• _DATASET CONTENT_:
Segment Open

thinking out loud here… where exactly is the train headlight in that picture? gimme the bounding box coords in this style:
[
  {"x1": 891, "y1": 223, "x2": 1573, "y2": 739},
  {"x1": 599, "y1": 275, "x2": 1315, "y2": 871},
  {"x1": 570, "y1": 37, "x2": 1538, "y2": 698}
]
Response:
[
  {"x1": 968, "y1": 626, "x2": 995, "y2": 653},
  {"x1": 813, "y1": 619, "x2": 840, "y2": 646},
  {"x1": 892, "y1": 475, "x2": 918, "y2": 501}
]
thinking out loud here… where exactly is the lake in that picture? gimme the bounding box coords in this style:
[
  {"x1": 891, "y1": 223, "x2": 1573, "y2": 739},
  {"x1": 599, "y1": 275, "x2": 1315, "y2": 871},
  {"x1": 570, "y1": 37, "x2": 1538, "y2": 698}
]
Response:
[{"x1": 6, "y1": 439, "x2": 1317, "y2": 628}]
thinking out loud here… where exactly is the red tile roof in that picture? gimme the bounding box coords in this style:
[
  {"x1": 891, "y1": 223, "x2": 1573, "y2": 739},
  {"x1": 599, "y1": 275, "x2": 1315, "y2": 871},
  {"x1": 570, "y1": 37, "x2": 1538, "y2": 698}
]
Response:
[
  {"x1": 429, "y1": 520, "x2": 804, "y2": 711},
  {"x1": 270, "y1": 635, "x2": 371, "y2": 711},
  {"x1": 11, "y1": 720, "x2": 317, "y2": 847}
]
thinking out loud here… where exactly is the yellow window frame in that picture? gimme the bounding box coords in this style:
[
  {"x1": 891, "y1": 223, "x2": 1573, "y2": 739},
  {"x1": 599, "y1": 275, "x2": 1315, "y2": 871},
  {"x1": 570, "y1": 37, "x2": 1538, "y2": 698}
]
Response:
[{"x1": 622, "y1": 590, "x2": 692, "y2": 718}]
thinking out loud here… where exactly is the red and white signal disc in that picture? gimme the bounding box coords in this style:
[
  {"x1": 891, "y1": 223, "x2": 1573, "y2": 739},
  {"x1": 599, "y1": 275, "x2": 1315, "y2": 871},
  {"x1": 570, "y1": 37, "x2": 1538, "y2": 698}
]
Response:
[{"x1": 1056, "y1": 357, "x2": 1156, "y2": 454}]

Segment Closed

Nothing in the records may be left out; copy them all exactly.

thinking out loud here… where exactly is the train headlight in that picture? gimme the bounding box coords in this style:
[
  {"x1": 891, "y1": 223, "x2": 1573, "y2": 739},
  {"x1": 599, "y1": 275, "x2": 1315, "y2": 871},
  {"x1": 570, "y1": 37, "x2": 1538, "y2": 698}
]
Response:
[
  {"x1": 968, "y1": 626, "x2": 995, "y2": 653},
  {"x1": 813, "y1": 619, "x2": 840, "y2": 646},
  {"x1": 892, "y1": 475, "x2": 918, "y2": 501}
]
thinking out loud here… where exactly is the lake in that picture? gimme the bounding box coords in this style:
[
  {"x1": 891, "y1": 223, "x2": 1573, "y2": 739},
  {"x1": 599, "y1": 275, "x2": 1315, "y2": 871},
  {"x1": 570, "y1": 37, "x2": 1538, "y2": 698}
]
Response:
[{"x1": 6, "y1": 439, "x2": 1317, "y2": 628}]
thinking out loud here… where exactly is the red tile roof in that picture? gimme the bounding box coords in this style:
[
  {"x1": 891, "y1": 223, "x2": 1573, "y2": 739},
  {"x1": 599, "y1": 275, "x2": 1315, "y2": 871},
  {"x1": 570, "y1": 37, "x2": 1538, "y2": 698}
]
Response:
[
  {"x1": 429, "y1": 520, "x2": 804, "y2": 711},
  {"x1": 270, "y1": 635, "x2": 371, "y2": 711},
  {"x1": 11, "y1": 720, "x2": 317, "y2": 847}
]
thinking out loud here… where exactly is the yellow window frame in that picture? gimme the bounding box coords in this style:
[
  {"x1": 891, "y1": 223, "x2": 1573, "y2": 739},
  {"x1": 599, "y1": 275, "x2": 1315, "y2": 871},
  {"x1": 570, "y1": 37, "x2": 1538, "y2": 698}
]
Response:
[{"x1": 622, "y1": 590, "x2": 692, "y2": 718}]
thinking out loud here… where exactly is the red and white signal disc in that picture? gimme the bounding box coords in this style:
[
  {"x1": 891, "y1": 223, "x2": 1573, "y2": 739},
  {"x1": 599, "y1": 275, "x2": 1315, "y2": 871},
  {"x1": 570, "y1": 37, "x2": 1538, "y2": 698}
]
Response:
[{"x1": 1056, "y1": 357, "x2": 1156, "y2": 454}]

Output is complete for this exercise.